Trials / Completed
CompletedNCT06821022
The Impact of Pain Neuroscience Education on Physical Therapy Student's Knowledge, Attitudes, Beliefs, and Behaviours Towards Pain
- Status
- Completed
- Phase
- N/A
- Study type
- Interventional
- Enrollment
- 120 (actual)
- Sponsor
- The Hashemite University · Academic / Other
- Sex
- All
- Age
- —
- Healthy volunteers
- Accepted
Summary
This study investigates the effect of pain neuroscience education (PNE) on pain knowledge, attitudes, beliefs and behaviors among undergraduate physiotherapy students in Jordan
Detailed description
Physiotherapy students at the Hashemite University will be randomly assigned into either pain neuroscience education or control lectures groups. Both groups will receive a 70-min didactic group-lecture. The control group will receive education about red-flags which are special screening questions for serious pathology. The red-flags education will discuss tissue pathology and triage for back pain classification. Neurophysiology and the biopsychosocial mode will not be discussed. The intervention group will receive a PNE lecture. All primary and secondary outcome measures consist of validated questionnaires (e.g., RNPQ, HC-PAIRS) or secondary and study-specific instruments that have undergone validation testing.

▶ PROVIDED DATA
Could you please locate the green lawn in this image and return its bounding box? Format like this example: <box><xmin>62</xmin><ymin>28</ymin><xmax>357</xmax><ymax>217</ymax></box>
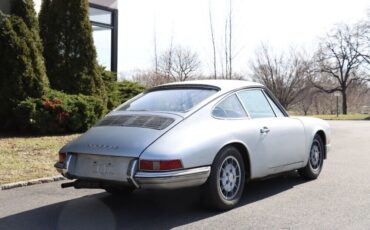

▶ WORK ITEM A
In the pain neuroscience education trial entry, how long is the lecture that both groups receive?
▶ WORK ITEM B
Please carry on the pain neuroscience education trial description from the point where it ends.

▶ RESPONSE A
Both groups receive a 70-minute didactic group lecture.

▶ RESPONSE B
Conditions
Interventions
| Type | Name | Description |
|---|---|---|
| OTHER | Pain Neuroscience Education | The intervention group will receive a lecture of 70min duration on pain neuroscience. The objective of this educational session is to educate students that pain can be overprotective, and that nociceptive transmission can be heavily influenced by central sensitisation (sensitivity of the central nervous system) as well as the thoughts and beliefs of the individual. The session used drawings, stories and metaphors to depict the underlying neuroscience of pain, and current pain theory. |
| OTHER | Red Flags Education | The control group received an education session of red flags. Red flags form part of routine subjective practice for therapists as a process of screening serious or potentially sinister pathologies. Sign and symptoms for such pathologies include history of cancer, systemic symptoms such as fever or unexplained weight loss, and saddle analgesia. The red flag session will not include the neuroscience of pain. |
Timeline
- Start date
- 2024-02-15
- Primary completion
- 2025-11-17
- Completion
- 2025-11-17
- First posted
- 2025-02-11
- Last updated
- 2025-11-26
Locations
1 site across 1 country: Jordan
Source: ClinicalTrials.gov record NCT06821022. Inclusion in this directory is not an endorsement.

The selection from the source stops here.